| Problem requirements |
Each line from the one containing "target | foreground blurred leaves" to the end of the records should be copied exactly, and no other line.

Records contained in a dataset:
== Segment start ==
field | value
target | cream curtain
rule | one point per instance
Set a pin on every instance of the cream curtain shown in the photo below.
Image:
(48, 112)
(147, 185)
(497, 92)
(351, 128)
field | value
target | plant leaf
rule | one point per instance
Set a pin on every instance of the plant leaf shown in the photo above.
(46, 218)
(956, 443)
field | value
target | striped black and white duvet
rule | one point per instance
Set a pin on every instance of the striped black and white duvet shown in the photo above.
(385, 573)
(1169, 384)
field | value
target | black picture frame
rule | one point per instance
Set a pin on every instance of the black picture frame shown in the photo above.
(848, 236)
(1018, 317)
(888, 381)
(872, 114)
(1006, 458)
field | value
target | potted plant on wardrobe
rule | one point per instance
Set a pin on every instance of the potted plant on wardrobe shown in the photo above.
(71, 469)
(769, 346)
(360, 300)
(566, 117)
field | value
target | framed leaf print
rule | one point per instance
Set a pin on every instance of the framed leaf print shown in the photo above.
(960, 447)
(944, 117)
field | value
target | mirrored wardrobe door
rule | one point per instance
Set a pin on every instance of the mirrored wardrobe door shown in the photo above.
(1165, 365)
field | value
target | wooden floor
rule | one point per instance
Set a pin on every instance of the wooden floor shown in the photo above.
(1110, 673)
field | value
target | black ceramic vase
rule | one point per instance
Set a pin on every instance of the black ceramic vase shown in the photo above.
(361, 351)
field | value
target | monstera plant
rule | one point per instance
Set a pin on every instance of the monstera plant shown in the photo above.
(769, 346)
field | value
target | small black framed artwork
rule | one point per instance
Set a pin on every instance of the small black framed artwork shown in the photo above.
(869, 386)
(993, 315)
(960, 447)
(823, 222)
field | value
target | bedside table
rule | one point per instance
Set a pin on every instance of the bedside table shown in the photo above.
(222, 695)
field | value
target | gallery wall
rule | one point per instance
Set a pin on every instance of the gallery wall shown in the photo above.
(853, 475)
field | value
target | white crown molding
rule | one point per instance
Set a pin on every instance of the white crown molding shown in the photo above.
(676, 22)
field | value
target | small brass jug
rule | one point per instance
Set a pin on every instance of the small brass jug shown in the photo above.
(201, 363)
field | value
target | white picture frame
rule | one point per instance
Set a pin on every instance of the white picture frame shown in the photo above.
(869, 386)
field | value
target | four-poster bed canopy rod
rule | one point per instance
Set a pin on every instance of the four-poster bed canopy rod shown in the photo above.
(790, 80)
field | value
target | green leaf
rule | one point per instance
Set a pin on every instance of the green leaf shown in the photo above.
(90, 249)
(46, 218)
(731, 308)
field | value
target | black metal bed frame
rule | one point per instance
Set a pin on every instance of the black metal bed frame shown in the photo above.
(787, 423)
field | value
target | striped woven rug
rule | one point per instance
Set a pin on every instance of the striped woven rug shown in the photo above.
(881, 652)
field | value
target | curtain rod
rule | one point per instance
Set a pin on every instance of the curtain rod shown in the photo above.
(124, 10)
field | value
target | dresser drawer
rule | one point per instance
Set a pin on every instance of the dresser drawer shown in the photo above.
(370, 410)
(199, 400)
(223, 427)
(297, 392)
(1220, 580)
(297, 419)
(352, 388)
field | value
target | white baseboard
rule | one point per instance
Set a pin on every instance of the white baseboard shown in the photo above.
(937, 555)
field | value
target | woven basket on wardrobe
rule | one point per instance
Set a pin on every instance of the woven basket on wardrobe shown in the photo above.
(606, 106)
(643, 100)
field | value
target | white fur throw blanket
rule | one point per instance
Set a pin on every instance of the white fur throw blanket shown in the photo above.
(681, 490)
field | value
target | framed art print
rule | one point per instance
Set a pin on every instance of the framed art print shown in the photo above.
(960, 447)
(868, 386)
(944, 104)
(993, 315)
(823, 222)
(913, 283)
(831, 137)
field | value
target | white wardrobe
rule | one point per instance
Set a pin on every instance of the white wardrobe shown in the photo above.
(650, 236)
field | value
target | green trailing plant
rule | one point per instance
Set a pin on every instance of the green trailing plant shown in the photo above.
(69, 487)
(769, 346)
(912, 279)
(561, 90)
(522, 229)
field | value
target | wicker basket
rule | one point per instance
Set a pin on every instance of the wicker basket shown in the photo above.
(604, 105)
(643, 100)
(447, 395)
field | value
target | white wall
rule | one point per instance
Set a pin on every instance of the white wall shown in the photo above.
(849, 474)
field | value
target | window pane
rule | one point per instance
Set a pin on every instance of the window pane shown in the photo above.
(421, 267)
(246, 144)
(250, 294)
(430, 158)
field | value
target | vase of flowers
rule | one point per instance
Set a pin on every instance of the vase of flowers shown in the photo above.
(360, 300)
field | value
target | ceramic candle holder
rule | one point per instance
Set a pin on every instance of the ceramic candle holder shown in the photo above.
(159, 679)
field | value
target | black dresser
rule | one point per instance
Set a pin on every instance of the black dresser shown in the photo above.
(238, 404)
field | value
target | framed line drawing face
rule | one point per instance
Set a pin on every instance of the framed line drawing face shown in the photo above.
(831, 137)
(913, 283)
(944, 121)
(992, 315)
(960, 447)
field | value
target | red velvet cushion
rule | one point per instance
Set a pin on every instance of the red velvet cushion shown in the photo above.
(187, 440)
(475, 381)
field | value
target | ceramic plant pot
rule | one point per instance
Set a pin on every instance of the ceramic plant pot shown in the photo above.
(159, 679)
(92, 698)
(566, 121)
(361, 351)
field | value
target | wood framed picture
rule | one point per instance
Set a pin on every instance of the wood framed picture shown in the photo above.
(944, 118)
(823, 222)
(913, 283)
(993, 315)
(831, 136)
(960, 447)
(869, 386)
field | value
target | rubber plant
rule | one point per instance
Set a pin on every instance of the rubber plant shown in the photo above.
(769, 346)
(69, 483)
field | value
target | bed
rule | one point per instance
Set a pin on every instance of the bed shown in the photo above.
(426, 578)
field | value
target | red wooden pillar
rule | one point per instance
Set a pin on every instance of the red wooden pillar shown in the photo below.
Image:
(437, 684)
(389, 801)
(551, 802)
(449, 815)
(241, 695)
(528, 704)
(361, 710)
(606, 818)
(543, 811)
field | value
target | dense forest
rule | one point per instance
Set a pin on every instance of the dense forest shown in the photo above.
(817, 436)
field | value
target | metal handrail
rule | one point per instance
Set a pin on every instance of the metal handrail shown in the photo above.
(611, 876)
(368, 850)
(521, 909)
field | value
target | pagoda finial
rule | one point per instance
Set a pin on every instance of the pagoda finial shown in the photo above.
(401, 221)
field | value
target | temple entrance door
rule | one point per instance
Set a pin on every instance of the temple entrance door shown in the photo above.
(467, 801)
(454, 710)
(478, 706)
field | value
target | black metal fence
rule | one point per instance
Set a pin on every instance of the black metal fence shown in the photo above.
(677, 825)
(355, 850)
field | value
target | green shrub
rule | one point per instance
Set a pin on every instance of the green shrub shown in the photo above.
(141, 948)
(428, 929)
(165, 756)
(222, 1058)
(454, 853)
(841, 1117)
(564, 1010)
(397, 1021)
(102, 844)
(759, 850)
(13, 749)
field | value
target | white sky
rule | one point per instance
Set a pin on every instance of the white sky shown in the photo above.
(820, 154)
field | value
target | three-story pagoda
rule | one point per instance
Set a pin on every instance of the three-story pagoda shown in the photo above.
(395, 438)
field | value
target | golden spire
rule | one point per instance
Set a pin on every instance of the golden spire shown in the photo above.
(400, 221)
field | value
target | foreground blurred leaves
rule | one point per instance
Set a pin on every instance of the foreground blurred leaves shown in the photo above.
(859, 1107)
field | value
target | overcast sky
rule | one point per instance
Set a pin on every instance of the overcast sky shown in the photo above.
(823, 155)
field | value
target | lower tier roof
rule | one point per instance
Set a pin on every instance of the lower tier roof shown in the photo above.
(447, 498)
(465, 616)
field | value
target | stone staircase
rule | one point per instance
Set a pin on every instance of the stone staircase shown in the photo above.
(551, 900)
== Segment end ==
| Your response |
target | foreground blurred leaves
rule | one point per instance
Set a pin on every instance of the foreground blurred leaves shown in the photo above.
(859, 1107)
field | value
target | overcast sky
rule | one point per instance
Set a pin on every instance of the overcast sky shown in the photo above.
(823, 155)
field | value
target | lower tier roof
rule | one point per instance
Set a pin on every instance of the lower tier roof shown in the photo above.
(447, 498)
(465, 616)
field | value
target | stone staircase
rule | one point per instance
Set a pin on every instance of the stone staircase shown in the photo above.
(551, 900)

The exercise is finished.